Data supplied START

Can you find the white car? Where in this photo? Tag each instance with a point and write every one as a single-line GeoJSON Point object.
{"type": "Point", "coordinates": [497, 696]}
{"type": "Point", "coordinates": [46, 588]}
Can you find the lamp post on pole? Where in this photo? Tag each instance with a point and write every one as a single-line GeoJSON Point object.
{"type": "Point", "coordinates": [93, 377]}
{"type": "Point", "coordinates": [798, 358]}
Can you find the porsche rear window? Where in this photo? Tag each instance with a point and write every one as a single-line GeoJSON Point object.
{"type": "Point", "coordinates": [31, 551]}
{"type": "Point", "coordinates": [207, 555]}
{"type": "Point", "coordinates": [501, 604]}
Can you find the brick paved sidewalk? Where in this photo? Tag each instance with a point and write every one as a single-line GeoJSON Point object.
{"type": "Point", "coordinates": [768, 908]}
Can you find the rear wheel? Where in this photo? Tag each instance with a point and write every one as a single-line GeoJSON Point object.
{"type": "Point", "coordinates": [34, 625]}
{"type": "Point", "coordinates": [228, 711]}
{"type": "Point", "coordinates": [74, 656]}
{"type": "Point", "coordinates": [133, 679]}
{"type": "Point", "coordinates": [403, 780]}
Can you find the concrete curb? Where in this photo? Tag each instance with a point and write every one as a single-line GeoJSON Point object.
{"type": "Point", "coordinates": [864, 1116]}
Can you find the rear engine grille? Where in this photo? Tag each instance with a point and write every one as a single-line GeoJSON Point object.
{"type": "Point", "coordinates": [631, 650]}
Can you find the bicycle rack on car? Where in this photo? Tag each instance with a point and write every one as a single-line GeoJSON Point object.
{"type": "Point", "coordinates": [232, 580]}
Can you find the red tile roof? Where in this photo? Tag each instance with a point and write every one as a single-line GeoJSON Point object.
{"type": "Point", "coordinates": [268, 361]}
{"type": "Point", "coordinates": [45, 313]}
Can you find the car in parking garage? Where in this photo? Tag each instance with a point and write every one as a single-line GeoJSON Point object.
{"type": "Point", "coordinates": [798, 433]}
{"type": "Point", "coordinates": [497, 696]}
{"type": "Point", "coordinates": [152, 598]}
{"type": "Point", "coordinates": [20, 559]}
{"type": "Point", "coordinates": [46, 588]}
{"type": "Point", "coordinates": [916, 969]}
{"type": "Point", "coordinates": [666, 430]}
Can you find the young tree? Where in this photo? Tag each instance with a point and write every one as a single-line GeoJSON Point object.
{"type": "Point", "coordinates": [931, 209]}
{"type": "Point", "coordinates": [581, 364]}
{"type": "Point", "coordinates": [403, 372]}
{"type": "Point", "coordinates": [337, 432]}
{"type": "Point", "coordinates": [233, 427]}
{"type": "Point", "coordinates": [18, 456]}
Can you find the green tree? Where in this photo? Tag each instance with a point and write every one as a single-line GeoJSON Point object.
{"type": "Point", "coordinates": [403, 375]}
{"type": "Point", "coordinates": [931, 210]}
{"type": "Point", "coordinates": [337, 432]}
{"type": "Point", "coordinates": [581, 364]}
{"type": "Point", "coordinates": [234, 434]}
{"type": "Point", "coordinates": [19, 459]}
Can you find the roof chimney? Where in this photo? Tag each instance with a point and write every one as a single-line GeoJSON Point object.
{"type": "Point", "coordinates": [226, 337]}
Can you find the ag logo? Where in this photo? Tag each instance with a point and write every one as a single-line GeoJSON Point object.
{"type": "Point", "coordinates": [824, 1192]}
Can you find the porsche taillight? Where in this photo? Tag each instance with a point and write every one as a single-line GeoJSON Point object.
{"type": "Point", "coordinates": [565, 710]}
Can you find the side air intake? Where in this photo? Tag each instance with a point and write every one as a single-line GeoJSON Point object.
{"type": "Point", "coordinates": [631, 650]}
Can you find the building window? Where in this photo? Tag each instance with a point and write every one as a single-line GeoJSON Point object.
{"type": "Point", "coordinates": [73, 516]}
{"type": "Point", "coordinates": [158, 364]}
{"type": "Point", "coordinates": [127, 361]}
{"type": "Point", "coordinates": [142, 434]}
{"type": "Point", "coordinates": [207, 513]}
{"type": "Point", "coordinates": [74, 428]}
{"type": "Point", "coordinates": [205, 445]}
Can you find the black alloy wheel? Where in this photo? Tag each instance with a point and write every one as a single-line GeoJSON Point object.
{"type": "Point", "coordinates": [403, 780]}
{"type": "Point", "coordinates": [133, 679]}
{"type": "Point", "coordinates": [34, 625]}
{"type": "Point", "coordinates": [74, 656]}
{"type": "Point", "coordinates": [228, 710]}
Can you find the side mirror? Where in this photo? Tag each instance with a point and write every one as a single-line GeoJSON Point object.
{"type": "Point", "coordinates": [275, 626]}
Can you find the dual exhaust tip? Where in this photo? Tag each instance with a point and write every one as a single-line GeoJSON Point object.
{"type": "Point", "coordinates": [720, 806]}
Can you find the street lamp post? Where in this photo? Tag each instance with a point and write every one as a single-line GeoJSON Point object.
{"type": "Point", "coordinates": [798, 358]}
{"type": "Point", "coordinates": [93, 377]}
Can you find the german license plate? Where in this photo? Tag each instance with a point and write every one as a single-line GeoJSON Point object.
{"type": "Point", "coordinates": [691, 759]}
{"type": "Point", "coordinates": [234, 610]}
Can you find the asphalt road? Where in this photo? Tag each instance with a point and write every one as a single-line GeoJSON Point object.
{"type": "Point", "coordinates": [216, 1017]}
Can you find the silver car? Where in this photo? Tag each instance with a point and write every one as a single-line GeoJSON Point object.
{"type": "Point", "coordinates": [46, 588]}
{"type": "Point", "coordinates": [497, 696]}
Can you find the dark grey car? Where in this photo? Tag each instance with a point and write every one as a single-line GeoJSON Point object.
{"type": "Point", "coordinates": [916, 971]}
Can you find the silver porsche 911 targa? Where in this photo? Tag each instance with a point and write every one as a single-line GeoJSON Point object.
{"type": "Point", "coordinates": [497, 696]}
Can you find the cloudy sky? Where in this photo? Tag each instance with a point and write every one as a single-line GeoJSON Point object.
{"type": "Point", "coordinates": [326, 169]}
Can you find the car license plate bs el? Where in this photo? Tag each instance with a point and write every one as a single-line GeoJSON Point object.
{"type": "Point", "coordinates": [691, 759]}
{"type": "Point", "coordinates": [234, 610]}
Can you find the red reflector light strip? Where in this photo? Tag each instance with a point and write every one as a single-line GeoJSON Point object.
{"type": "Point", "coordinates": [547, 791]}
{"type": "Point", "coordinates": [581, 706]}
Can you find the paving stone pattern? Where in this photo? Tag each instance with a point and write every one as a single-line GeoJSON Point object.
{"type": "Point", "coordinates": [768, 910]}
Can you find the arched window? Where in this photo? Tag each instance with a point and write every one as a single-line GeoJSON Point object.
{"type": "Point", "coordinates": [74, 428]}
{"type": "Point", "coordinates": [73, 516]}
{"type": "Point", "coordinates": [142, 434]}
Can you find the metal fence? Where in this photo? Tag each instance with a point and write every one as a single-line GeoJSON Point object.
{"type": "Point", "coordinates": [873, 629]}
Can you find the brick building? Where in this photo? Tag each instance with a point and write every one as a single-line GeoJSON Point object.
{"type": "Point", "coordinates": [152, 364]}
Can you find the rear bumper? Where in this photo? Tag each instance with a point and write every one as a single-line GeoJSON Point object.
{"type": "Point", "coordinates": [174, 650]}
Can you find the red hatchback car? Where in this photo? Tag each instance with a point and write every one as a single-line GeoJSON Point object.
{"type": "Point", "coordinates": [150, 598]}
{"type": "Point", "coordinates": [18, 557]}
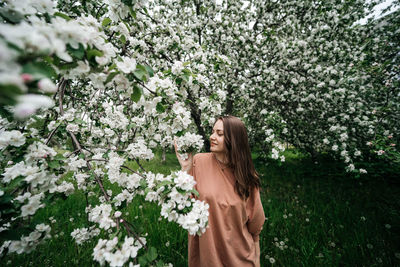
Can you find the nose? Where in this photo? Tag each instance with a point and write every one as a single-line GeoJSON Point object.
{"type": "Point", "coordinates": [212, 137]}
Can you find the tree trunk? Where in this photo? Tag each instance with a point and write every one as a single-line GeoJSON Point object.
{"type": "Point", "coordinates": [163, 155]}
{"type": "Point", "coordinates": [196, 115]}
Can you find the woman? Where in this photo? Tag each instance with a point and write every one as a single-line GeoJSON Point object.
{"type": "Point", "coordinates": [227, 181]}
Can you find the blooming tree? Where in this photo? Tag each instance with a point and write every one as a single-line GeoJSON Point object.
{"type": "Point", "coordinates": [87, 86]}
{"type": "Point", "coordinates": [79, 100]}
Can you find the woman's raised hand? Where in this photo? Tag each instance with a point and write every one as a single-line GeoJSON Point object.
{"type": "Point", "coordinates": [186, 165]}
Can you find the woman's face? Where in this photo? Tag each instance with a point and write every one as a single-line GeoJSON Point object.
{"type": "Point", "coordinates": [217, 144]}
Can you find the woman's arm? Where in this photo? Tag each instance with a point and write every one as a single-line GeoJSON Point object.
{"type": "Point", "coordinates": [186, 165]}
{"type": "Point", "coordinates": [256, 215]}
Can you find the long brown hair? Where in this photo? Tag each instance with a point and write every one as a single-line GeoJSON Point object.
{"type": "Point", "coordinates": [239, 155]}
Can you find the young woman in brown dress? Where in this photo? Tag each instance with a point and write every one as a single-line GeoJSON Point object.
{"type": "Point", "coordinates": [227, 181]}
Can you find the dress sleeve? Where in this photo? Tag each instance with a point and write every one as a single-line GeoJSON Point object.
{"type": "Point", "coordinates": [255, 213]}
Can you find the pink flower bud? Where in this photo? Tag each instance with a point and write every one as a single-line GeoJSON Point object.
{"type": "Point", "coordinates": [26, 77]}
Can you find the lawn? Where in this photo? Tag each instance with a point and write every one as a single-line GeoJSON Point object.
{"type": "Point", "coordinates": [316, 216]}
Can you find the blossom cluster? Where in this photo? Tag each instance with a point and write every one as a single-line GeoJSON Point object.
{"type": "Point", "coordinates": [188, 143]}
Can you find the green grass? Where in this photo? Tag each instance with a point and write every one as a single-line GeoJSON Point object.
{"type": "Point", "coordinates": [324, 224]}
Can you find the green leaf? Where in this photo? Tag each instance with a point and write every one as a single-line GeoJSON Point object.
{"type": "Point", "coordinates": [123, 39]}
{"type": "Point", "coordinates": [142, 261]}
{"type": "Point", "coordinates": [62, 15]}
{"type": "Point", "coordinates": [152, 254]}
{"type": "Point", "coordinates": [8, 92]}
{"type": "Point", "coordinates": [140, 72]}
{"type": "Point", "coordinates": [93, 53]}
{"type": "Point", "coordinates": [11, 15]}
{"type": "Point", "coordinates": [67, 66]}
{"type": "Point", "coordinates": [160, 107]}
{"type": "Point", "coordinates": [105, 22]}
{"type": "Point", "coordinates": [150, 71]}
{"type": "Point", "coordinates": [54, 164]}
{"type": "Point", "coordinates": [78, 53]}
{"type": "Point", "coordinates": [137, 93]}
{"type": "Point", "coordinates": [132, 12]}
{"type": "Point", "coordinates": [39, 70]}
{"type": "Point", "coordinates": [180, 133]}
{"type": "Point", "coordinates": [111, 76]}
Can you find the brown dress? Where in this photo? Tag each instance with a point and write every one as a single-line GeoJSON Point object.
{"type": "Point", "coordinates": [234, 224]}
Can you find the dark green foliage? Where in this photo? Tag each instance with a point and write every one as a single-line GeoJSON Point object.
{"type": "Point", "coordinates": [351, 222]}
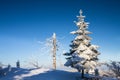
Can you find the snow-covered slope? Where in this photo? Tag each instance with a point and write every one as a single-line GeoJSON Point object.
{"type": "Point", "coordinates": [39, 74]}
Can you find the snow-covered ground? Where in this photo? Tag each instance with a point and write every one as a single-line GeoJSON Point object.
{"type": "Point", "coordinates": [39, 74]}
{"type": "Point", "coordinates": [43, 74]}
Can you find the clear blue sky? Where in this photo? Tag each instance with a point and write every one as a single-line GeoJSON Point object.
{"type": "Point", "coordinates": [25, 22]}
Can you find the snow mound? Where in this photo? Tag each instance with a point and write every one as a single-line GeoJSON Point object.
{"type": "Point", "coordinates": [39, 74]}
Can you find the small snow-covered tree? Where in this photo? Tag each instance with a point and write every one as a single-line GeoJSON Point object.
{"type": "Point", "coordinates": [82, 55]}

Data supplied END

Your instructions => Everything from the line with "Can you find the snow mound?" through the end of the listing, both ends included, needs to be transcribed exactly, with no other lines.

Answer for the task =>
Can you find the snow mound? Where in this photo? Tag each instance with a point and write every one as a single-line GeoJSON Point object.
{"type": "Point", "coordinates": [39, 74]}
Can you find the small snow-covered tree? Where in this photo? Tag each instance with a point and write every one as a single-line GeoJSON Point object.
{"type": "Point", "coordinates": [82, 55]}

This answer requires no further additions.